(Collected data)
************

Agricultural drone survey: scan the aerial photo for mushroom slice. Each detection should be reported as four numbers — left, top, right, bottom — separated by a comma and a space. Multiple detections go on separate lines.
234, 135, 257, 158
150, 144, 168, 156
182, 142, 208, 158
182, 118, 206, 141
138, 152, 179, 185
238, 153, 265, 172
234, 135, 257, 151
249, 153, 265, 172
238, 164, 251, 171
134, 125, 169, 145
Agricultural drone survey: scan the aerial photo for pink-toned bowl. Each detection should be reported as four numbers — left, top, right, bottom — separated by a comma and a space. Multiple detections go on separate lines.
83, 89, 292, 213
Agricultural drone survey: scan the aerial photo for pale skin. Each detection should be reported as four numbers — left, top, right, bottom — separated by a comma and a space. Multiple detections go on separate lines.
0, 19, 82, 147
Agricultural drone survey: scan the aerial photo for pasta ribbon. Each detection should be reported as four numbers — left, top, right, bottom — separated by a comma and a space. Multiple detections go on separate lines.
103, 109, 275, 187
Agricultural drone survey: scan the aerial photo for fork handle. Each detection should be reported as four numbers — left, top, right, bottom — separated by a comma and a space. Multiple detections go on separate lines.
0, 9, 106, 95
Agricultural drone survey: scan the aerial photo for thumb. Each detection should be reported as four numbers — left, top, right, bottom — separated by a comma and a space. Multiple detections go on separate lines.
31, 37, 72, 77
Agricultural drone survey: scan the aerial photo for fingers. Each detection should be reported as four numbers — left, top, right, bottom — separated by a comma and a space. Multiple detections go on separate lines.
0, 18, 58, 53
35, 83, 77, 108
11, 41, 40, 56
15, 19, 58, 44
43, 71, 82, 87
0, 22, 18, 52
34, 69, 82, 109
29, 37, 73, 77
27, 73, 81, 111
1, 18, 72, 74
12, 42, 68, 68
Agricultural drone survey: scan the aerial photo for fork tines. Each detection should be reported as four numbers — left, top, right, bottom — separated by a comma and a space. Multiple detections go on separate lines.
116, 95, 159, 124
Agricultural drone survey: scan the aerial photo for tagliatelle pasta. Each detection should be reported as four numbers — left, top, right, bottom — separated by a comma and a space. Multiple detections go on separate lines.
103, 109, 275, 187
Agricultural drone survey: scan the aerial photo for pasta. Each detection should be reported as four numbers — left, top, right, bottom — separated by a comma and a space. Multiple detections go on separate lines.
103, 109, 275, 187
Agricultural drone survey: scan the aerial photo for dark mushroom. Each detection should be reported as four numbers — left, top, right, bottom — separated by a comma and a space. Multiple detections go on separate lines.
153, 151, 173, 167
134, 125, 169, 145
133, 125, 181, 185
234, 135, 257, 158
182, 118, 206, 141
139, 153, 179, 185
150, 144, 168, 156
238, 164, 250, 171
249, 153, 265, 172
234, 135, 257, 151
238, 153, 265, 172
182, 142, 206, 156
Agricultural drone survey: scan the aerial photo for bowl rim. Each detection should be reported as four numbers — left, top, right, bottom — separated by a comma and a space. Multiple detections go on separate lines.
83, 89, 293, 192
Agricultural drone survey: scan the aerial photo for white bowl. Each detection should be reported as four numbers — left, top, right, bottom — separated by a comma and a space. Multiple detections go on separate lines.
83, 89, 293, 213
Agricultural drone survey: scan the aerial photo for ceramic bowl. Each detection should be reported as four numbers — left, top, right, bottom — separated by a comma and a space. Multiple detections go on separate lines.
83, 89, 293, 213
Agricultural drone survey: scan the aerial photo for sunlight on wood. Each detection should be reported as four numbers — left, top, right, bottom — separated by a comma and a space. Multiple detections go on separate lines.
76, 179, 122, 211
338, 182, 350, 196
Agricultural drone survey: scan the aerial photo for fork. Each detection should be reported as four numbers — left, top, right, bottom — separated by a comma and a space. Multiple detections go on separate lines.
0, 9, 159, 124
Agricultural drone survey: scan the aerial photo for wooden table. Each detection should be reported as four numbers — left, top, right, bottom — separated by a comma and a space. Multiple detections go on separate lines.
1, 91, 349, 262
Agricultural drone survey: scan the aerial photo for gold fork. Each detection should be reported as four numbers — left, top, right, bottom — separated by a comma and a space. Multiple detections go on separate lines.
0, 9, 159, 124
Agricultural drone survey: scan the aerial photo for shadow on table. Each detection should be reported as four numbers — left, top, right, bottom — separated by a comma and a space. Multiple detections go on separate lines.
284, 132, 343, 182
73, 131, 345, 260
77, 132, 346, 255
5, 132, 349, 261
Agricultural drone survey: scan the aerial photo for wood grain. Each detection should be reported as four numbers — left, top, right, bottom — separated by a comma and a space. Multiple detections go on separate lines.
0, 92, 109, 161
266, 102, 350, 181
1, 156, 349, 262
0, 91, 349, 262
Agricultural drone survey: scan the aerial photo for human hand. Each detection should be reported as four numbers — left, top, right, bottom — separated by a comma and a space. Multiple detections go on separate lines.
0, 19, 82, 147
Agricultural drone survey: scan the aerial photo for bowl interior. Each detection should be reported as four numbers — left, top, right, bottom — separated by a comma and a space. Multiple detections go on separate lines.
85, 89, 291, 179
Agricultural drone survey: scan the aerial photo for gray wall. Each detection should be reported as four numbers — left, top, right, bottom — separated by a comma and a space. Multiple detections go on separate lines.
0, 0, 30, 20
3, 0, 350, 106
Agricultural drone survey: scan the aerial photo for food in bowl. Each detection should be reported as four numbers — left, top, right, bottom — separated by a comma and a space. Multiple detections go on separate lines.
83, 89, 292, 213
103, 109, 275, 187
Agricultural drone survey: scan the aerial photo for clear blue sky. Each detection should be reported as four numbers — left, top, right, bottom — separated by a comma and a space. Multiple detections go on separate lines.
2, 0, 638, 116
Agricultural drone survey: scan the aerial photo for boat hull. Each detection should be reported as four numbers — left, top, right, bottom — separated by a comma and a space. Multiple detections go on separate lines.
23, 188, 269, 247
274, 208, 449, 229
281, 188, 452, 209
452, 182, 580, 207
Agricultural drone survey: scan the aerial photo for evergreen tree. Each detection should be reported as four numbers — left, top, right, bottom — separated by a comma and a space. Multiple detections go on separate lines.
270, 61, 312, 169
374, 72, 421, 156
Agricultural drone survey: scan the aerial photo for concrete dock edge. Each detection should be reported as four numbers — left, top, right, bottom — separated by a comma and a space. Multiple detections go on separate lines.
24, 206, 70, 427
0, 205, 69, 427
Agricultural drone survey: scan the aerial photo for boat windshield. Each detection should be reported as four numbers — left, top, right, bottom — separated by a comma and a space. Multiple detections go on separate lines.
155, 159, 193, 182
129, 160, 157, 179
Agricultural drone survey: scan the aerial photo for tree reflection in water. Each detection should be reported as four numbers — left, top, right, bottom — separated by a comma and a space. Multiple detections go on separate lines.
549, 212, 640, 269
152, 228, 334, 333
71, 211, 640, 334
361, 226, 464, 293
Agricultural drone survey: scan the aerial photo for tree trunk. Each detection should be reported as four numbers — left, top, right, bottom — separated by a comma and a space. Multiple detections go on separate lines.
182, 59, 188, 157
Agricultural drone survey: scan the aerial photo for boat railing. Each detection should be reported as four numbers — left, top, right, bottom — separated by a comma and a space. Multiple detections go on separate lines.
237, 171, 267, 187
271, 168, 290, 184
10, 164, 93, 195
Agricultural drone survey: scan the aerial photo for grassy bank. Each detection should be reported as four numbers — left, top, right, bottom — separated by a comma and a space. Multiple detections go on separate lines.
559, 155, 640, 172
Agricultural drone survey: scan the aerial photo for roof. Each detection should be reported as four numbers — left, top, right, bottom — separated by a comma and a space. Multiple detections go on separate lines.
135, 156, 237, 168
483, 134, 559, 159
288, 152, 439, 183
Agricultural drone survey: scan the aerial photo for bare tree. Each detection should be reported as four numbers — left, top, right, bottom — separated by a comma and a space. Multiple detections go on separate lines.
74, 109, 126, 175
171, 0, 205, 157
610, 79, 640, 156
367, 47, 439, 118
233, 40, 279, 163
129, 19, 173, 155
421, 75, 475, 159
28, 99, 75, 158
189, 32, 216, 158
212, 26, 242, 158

************

_WHAT THE TASK REQUIRES_
Nothing but the lines from the one holding "Agricultural drone survey: scan the aerial photo for bare" to the end of the entries should be output, each exactly as it appears.

_TASK OUTPUT_
Agricultural drone survey: scan the aerial photo for bare tree. Each detection should be reported as four numbers — left, top, right, bottom — separated by a comma and a space. Multiple detections go on separate lines.
74, 109, 126, 175
171, 0, 205, 157
610, 79, 640, 156
367, 47, 439, 118
233, 40, 279, 163
129, 19, 173, 155
421, 75, 475, 159
28, 99, 75, 158
189, 32, 216, 158
212, 26, 242, 158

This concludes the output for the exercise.